## begin

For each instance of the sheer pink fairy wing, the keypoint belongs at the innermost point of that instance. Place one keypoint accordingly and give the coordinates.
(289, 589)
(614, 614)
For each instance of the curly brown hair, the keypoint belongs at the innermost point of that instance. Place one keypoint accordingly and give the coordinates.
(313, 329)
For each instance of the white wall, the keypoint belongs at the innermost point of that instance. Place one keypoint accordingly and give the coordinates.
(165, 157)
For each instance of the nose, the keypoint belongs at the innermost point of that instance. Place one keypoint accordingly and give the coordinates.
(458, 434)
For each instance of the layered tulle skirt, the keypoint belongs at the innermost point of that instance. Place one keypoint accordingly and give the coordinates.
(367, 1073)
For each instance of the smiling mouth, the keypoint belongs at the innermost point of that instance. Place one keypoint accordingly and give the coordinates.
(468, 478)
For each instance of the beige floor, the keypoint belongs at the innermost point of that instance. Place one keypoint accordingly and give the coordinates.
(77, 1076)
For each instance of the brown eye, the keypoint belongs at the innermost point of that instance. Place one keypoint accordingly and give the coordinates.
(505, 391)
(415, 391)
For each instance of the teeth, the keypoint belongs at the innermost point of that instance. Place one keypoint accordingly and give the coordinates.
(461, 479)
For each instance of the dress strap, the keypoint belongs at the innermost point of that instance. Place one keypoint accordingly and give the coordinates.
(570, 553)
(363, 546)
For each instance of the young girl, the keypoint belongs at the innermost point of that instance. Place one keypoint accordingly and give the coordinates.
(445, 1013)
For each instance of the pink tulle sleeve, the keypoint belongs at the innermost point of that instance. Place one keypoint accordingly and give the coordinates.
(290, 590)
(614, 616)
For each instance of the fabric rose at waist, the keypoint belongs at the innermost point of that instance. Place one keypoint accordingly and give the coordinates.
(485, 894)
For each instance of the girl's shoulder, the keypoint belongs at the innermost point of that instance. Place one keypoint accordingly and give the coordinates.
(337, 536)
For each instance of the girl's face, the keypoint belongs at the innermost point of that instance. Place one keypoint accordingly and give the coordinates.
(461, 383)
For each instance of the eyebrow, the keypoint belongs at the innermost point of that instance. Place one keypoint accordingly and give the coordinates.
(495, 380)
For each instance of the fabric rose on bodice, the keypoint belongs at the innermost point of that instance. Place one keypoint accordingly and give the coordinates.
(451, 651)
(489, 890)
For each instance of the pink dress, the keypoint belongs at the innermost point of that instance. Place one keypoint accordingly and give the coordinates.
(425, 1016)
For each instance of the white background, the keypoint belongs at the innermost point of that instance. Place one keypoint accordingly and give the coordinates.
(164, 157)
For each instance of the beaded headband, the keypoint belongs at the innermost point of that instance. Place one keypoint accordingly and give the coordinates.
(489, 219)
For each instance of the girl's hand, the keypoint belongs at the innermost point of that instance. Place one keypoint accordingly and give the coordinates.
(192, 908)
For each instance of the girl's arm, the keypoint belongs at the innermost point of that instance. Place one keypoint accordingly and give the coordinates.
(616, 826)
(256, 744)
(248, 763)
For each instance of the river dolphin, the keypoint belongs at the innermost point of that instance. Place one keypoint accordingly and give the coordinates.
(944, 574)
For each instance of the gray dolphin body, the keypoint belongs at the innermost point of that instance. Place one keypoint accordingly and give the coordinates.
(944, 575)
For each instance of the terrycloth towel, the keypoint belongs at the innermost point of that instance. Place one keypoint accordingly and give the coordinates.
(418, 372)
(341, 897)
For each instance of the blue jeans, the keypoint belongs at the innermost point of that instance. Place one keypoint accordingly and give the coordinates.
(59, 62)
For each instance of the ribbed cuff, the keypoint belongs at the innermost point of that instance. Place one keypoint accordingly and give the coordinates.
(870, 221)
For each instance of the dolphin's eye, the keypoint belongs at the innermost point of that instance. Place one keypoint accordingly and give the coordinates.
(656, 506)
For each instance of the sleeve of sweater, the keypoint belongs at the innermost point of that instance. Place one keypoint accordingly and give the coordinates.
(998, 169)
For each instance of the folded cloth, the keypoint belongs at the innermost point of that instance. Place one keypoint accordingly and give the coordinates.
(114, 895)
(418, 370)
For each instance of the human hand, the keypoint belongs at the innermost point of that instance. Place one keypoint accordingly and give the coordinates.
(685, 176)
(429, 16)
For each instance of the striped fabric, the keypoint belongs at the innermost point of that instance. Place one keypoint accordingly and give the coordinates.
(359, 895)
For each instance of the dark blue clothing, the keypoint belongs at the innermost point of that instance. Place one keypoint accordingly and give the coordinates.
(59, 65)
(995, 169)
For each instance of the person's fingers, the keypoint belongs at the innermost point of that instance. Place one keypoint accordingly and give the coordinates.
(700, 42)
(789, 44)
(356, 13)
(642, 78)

## end

__Aim__: Substitute "most central point" for "innermost point" throughout every item above and write all the items out again, with nothing else changed.

__Task solution__:
For each instance of the sheer pink fairy wing, the keypoint belongs at the most central point of that instance. Place one keypoint accordingly and give the coordinates.
(289, 589)
(614, 614)
For each instance of the curly brown hair, the keypoint belongs at the most central point of that instance. Place one keypoint accordingly and give the coordinates.
(313, 329)
For each instance of the white wall, the keypoint belongs at the most central point of that instance. Place one keypoint accordingly and give the coordinates.
(165, 157)
For each instance of the nose, the keypoint belongs at the most central point of that instance. Place one keypoint accordingly and give the coordinates.
(458, 434)
For each instance of the layered tulle skirt, the keypoint belongs at the most central point of that instance. Place one keypoint accordingly and give the coordinates.
(367, 1073)
For each instance of the smiling mouth, the keypoint belongs at the most central point of that instance. Place one keypoint accordingly and give the coordinates.
(468, 478)
For each instance of the beige floor, the keypoint belongs at the most central point of that instance. Place one keypoint accordingly and give the coordinates.
(77, 1076)
For each instance of the brown eye, the keypoint belongs at the most central point of that instance. Place one keypoint accordingly and give the coordinates.
(505, 391)
(415, 391)
For each instance of the teeth, the keypoint belongs at the most central point of that instance. Place one keypoint accordingly and give the coordinates.
(461, 479)
For each instance of the dress strap, the keypoint belongs at the most central point of that instance. Place one keypoint accordingly and give the coordinates.
(570, 553)
(363, 546)
For each instance of the young girl, the keypoint belongs at the most central point of that instance. Place one keypoint accordingly and give the coordinates.
(445, 1013)
For each instance of the pink tulle sleeve, the keypoint belongs at the most central point of that instance. Place one keypoint accordingly and give the coordinates.
(290, 590)
(614, 616)
For each instance of the fabric rose at waist, the keypoint belongs at the most central point of that instance. Place one keypoint accordingly and give the coordinates.
(485, 894)
For each instance of the girl's shoulder, the keypoint belongs at the most central point of that instance. Place one keypoint accordingly and give the coordinates.
(337, 536)
For each instance of the girl's face, the keypoint belongs at the most central point of that instance. Place one keypoint accordingly and give the coordinates.
(461, 383)
For each instance of the eyebrow, the keypoint belongs at the most central point of that instance. Place one keypoint accordingly and give the coordinates.
(495, 380)
For each instance of the fabric rose on bodice, the keypoint belongs at the most central point of that instance. Place one keypoint accordingly and give the coordinates.
(451, 651)
(489, 890)
For each instance of the pink dress, the keypoint belongs at the most central point of that instance. Place one keypoint accordingly and give the coordinates.
(425, 1016)
For each instance of the white background, the keypoint belongs at the most central point of that instance. Place one keypoint accordingly and give the coordinates.
(164, 157)
For each instance of the beaded headband, the keypoint belongs at the most central point of that instance. Place one keypoint accordingly and give the coordinates.
(489, 219)
For each instance of the girl's hand, the keypoint belongs at the most central point of that instance. Place one keypoint accordingly and give the coordinates.
(192, 908)
For each instance of the girl's arm, the keypoint belongs at the most central point of that instance. Place one keypoint accordingly and give the coordinates.
(616, 826)
(256, 744)
(248, 763)
For each instance of the river dolphin, the keypoint belongs at the most central point of that instance. Place one keypoint accordingly and give the coordinates.
(944, 574)
For each instance of the gray dolphin body, the keypoint belongs at the most central point of that instance. Place one keypoint accordingly and give the coordinates.
(944, 575)
For each instance of the terrycloth towel, the keypoint belongs at the most central point of that instance. Place one keypoint accordingly and give the coordinates.
(418, 372)
(341, 897)
For each instance of the blue jeans, the keypoint belongs at the most central point of that instance. Place one keypoint accordingly and give the coordinates.
(59, 62)
For each instance of the ribbed cuff, the keypoint belongs at the most central point of that instance. Place one keypoint accordingly and give the coordinates.
(870, 221)
For each instance of the dolphin's eye, the keypoint belongs at the most central point of that instance. Place one keypoint accordingly and give the coordinates.
(656, 506)
For each instance of the sleeve of sweater, the keypoint belongs at the most central point of that instance. Place one keypoint accordingly and give the coordinates.
(998, 169)
For each instance of the folded cloth, the keypoint belongs at the most central point of that instance. Place one keypoint accordingly and give the coordinates.
(114, 895)
(418, 370)
For each instance of the human hand, the keypoint belongs at the most central point of that instance. Place one keypoint accordingly and give the coordinates.
(685, 176)
(429, 16)
For each instance of the striped fabric, the keypoint belongs at the most central point of that instance. Place one keypoint accordingly and give the coordinates.
(359, 895)
For each instance of the dark blue clothing, the keypoint belongs at the most central point of that instance. Place one keypoint accordingly and give the coordinates.
(59, 65)
(995, 169)
For each instance of the person's fingers, the keypoint belongs at the most central point of that instance. Place one keypoint accordingly and give the coordinates.
(700, 42)
(789, 44)
(356, 13)
(642, 78)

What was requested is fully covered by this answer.